## [Soal Latihan]
(a) Jawab pertanyaan berikut berdasarkan berita tentang pelatihan di Strasbourg.
(i) Di kota dan negara mana pelatihan itu berlangsung?
(ii) Pada tanggal berapa pelatihan itu berakhir?
(iii) Berapa biaya pendidikan hingga universitas di Denmark?
(b) Kutip dengan tepat bagian dari berita tentang pelatihan di Strasbourg, mulai dari "Beritalima.com ( Dua" sampai dengan "berkualitas di Denmark.".
(c) Ringkas berita tentang pelatihan di Strasbourg dalam dua kalimat.

***** Kutipan Teks

Beritalima.com ( Dua anak muda Aceh yang bermukim di Denmark, Saputra Jailani dan Niswatul Khaira, baru saja mengikuti pelatihan selama sepekan di kota Strasbourg, Perancis. Pelatihan tersebut berupa pendidikan “learning by doing” yang berfokus pada memberdayakan para pemimpin muda dari komunitas minoritas di Eropa.
Pendidikan di Denmark memang merupakan salah satu aktivitas wajib, minimal hingga sekolah menengah atas. Bahkan, pendidikan hingga ke universitas di negara ini tidak dipungut biaya sepeserpun. Inilah salah satu alasan mengapa banyak pemuda dari berbagai belahan dunia, termasuk Aceh, dapat merasakan manfaat dari pendidikan berkualitas di Denmark.
Pelatihan gratis ini ditujukan kepada bangsa-bangsa asli non-Eropa yang memperjuangkan hak penentuan nasib sendiri, serta para anggota dari Unrepresented Nations and Peoples Organization (UNPO). Saputra Jailani dan Niswatul Khaira menjadi dua dari sedikit peserta yang beruntung mengikuti program ini.
Program edukasi selama sepekan ini terselenggara berkat kerja sama berbagai lembaga, seperti UNPO, European Free Alliance Youth (EFAY), Council of Europe, University of Cambridge, Oxford University School of Geography, serta European Youth Center yang berpusat di Strasbourg, Perancis.
Pelatihan yang dimulai pada 1 Oktober dan berakhir pada 8 Oktober ini memberikan pengalaman berharga bagi para peserta. Mereka tidak hanya mendapatkan materi pelatihan yang intensif, tetapi juga difasilitasi dengan penginapan selama sepekan oleh panitia penyelenggara.

**********
***** Catatan Data

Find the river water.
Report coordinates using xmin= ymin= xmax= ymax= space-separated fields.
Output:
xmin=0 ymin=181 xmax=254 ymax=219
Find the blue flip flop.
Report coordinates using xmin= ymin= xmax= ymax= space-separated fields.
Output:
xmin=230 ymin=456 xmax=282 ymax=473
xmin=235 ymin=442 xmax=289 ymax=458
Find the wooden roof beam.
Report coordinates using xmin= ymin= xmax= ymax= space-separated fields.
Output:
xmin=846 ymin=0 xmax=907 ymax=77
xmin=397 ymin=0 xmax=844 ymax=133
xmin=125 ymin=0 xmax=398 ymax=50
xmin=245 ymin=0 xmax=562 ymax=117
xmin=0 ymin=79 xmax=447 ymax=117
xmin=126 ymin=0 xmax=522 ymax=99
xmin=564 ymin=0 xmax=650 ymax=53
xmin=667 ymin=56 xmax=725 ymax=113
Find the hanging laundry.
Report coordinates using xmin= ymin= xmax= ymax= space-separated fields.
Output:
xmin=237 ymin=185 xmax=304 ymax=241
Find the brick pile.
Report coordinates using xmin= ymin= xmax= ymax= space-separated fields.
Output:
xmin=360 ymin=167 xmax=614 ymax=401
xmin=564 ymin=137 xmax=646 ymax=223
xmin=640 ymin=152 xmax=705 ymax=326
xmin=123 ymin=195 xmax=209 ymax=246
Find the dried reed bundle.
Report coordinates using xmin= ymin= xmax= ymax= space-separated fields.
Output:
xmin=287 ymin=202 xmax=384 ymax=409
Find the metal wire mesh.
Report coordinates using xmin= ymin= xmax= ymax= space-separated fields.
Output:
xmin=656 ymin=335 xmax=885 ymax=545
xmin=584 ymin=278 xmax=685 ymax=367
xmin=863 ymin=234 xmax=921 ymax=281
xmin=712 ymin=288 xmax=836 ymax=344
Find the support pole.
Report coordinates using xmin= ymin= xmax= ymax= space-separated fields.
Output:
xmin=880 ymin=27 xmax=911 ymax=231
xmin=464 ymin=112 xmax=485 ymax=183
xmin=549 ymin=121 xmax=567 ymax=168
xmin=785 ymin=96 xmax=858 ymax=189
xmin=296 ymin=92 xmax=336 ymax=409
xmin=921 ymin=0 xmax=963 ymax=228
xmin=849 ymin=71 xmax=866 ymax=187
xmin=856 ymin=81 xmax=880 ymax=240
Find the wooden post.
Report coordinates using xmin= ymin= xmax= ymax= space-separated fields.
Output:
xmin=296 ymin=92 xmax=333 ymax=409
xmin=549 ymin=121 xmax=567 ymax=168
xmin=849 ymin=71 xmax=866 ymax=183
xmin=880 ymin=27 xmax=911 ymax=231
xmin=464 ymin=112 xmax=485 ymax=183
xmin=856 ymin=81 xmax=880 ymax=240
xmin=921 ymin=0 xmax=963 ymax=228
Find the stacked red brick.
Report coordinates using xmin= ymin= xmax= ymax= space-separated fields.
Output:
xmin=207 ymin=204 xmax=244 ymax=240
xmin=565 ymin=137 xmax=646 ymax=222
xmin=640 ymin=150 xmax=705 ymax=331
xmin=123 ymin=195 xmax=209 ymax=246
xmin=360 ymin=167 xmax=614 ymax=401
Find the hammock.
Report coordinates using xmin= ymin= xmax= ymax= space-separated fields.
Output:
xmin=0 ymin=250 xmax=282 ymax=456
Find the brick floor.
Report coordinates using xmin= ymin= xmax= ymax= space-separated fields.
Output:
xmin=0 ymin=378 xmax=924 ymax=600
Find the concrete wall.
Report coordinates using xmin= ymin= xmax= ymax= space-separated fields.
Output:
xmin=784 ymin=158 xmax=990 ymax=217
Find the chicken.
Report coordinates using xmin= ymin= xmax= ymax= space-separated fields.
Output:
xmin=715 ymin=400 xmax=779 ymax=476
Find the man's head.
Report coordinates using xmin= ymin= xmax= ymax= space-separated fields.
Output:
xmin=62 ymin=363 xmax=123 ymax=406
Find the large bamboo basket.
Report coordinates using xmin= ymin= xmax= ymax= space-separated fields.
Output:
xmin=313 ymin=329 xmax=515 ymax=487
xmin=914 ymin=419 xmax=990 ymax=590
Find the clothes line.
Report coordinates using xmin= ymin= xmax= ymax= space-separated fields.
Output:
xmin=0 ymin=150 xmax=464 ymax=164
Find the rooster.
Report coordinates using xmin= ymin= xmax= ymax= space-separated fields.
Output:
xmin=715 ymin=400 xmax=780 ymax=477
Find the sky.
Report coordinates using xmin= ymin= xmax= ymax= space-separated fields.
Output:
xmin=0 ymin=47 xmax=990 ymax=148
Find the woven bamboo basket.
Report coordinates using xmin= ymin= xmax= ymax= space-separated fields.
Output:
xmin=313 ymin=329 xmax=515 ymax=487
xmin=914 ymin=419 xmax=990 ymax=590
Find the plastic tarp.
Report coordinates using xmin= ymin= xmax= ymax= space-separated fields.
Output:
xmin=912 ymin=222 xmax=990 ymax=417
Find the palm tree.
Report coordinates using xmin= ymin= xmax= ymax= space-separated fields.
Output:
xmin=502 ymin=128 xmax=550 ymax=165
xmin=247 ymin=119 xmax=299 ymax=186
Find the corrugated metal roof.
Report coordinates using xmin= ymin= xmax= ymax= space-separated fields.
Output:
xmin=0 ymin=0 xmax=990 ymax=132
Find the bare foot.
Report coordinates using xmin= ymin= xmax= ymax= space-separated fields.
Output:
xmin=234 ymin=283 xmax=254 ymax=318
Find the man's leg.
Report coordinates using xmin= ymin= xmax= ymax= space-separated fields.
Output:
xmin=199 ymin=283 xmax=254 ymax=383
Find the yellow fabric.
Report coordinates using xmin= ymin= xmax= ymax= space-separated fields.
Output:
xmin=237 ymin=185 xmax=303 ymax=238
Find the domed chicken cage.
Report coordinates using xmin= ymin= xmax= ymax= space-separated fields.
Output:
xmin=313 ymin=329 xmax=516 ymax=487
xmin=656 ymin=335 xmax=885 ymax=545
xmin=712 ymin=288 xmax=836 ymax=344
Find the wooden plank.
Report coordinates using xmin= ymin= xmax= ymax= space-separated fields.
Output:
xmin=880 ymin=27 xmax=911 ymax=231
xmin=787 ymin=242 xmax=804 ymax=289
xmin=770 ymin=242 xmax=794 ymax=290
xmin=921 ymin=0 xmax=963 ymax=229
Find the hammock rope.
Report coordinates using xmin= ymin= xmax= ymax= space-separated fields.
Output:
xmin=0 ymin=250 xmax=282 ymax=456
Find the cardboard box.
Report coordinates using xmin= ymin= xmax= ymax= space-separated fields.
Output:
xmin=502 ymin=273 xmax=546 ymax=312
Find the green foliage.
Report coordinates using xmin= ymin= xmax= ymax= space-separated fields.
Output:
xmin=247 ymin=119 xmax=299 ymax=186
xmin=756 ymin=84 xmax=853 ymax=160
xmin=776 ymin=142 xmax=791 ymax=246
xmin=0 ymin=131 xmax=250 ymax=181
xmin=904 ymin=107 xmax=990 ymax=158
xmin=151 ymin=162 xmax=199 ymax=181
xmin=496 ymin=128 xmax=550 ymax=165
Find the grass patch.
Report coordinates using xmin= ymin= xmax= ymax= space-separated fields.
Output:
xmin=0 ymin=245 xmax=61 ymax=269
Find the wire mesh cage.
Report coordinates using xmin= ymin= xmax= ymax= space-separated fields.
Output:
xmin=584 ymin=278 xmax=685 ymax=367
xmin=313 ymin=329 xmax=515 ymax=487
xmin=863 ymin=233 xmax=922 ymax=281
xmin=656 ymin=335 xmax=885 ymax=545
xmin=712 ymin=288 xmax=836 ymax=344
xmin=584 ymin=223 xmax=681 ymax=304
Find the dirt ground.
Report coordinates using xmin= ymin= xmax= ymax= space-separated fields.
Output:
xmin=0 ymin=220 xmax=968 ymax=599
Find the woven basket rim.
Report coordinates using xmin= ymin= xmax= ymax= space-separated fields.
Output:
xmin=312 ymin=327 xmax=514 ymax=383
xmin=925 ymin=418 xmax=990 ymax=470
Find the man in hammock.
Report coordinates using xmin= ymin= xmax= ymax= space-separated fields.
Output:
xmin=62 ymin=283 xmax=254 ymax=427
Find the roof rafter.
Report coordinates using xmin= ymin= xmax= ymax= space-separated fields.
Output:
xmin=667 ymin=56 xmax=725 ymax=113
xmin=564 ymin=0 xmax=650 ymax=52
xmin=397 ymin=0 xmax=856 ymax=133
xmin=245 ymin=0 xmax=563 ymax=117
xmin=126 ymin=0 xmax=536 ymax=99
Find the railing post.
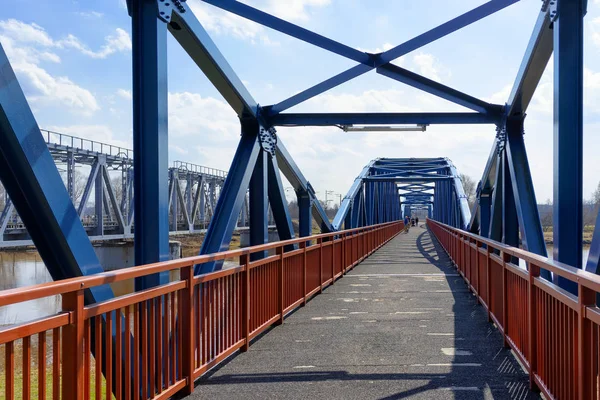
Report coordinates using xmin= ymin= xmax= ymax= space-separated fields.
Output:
xmin=485 ymin=244 xmax=492 ymax=322
xmin=180 ymin=265 xmax=195 ymax=395
xmin=317 ymin=238 xmax=323 ymax=293
xmin=574 ymin=279 xmax=596 ymax=400
xmin=61 ymin=284 xmax=85 ymax=400
xmin=527 ymin=263 xmax=540 ymax=390
xmin=502 ymin=250 xmax=510 ymax=348
xmin=475 ymin=240 xmax=481 ymax=303
xmin=240 ymin=254 xmax=250 ymax=352
xmin=331 ymin=236 xmax=335 ymax=285
xmin=300 ymin=241 xmax=306 ymax=307
xmin=275 ymin=246 xmax=284 ymax=325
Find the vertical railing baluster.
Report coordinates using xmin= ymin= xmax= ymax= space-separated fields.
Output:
xmin=526 ymin=263 xmax=540 ymax=390
xmin=179 ymin=265 xmax=195 ymax=395
xmin=61 ymin=289 xmax=84 ymax=400
xmin=574 ymin=282 xmax=596 ymax=400
xmin=275 ymin=246 xmax=285 ymax=325
xmin=240 ymin=254 xmax=250 ymax=351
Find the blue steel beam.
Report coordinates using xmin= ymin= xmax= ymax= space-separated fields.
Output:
xmin=269 ymin=0 xmax=518 ymax=115
xmin=249 ymin=150 xmax=269 ymax=261
xmin=131 ymin=0 xmax=170 ymax=290
xmin=0 ymin=45 xmax=113 ymax=304
xmin=505 ymin=118 xmax=551 ymax=280
xmin=506 ymin=11 xmax=554 ymax=116
xmin=195 ymin=124 xmax=262 ymax=274
xmin=168 ymin=2 xmax=258 ymax=118
xmin=276 ymin=139 xmax=334 ymax=233
xmin=269 ymin=112 xmax=500 ymax=126
xmin=377 ymin=64 xmax=502 ymax=114
xmin=202 ymin=0 xmax=372 ymax=64
xmin=331 ymin=160 xmax=376 ymax=230
xmin=553 ymin=0 xmax=585 ymax=294
xmin=263 ymin=152 xmax=298 ymax=251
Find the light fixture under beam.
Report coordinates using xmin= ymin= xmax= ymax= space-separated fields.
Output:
xmin=339 ymin=124 xmax=427 ymax=132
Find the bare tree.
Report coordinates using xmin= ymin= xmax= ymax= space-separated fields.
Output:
xmin=460 ymin=174 xmax=477 ymax=210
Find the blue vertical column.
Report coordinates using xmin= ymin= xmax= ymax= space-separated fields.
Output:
xmin=477 ymin=193 xmax=491 ymax=237
xmin=364 ymin=182 xmax=374 ymax=225
xmin=250 ymin=150 xmax=269 ymax=261
xmin=131 ymin=0 xmax=169 ymax=290
xmin=296 ymin=189 xmax=312 ymax=245
xmin=553 ymin=0 xmax=587 ymax=293
xmin=502 ymin=150 xmax=519 ymax=247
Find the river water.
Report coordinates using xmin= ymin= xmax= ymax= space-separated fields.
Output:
xmin=0 ymin=248 xmax=589 ymax=326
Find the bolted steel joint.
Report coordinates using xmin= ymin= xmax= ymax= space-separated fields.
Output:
xmin=496 ymin=125 xmax=506 ymax=154
xmin=258 ymin=126 xmax=277 ymax=157
xmin=156 ymin=0 xmax=187 ymax=23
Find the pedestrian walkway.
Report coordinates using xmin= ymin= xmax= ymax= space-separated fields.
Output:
xmin=191 ymin=227 xmax=538 ymax=399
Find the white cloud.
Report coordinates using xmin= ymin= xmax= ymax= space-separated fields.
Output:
xmin=267 ymin=0 xmax=331 ymax=21
xmin=56 ymin=28 xmax=131 ymax=58
xmin=169 ymin=92 xmax=240 ymax=145
xmin=45 ymin=124 xmax=133 ymax=149
xmin=0 ymin=19 xmax=131 ymax=58
xmin=0 ymin=19 xmax=131 ymax=116
xmin=0 ymin=34 xmax=100 ymax=116
xmin=413 ymin=53 xmax=450 ymax=82
xmin=77 ymin=11 xmax=104 ymax=18
xmin=0 ymin=19 xmax=54 ymax=47
xmin=117 ymin=89 xmax=132 ymax=100
xmin=188 ymin=0 xmax=331 ymax=46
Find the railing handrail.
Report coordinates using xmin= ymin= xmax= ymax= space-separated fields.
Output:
xmin=427 ymin=218 xmax=600 ymax=292
xmin=0 ymin=221 xmax=401 ymax=307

**********

## [Jawaban Tiap Soal]
(a)
(i) Di kota Strasbourg, Perancis.
(ii) Pada 8 Oktober.
(iii) Tidak dipungut biaya sepeser pun.

(b)
Beritalima.com ( Dua anak muda Aceh yang bermukim di Denmark, Saputra Jailani dan Niswatul Khaira, baru saja mengikuti pelatihan selama sepekan di kota Strasbourg, Perancis. Pelatihan tersebut berupa pendidikan “learning by doing” yang berfokus pada memberdayakan para pemimpin muda dari komunitas minoritas di Eropa.
Pendidikan di Denmark memang merupakan salah satu aktivitas wajib, minimal hingga sekolah menengah atas. Bahkan, pendidikan hingga ke universitas di negara ini tidak dipungut biaya sepeserpun. Inilah salah satu alasan mengapa banyak pemuda dari berbagai belahan dunia, termasuk Aceh, dapat merasakan manfaat dari pendidikan berkualitas di Denmark.

(c) Saputra Jailani dan Niswatul Khaira, dua anak muda Aceh yang bermukim di Denmark, mengikuti pelatihan gratis selama sepekan di Strasbourg, Perancis, dari 1 sampai 8 Oktober, yang berfokus pada pemberdayaan pemimpin muda dari komunitas minoritas di Eropa. Program ini terselenggara berkat kerja sama sejumlah lembaga, antara lain UNPO, EFAY, Council of Europe, dan European Youth Center, dan panitia juga menyediakan penginapan bagi peserta selama sepekan.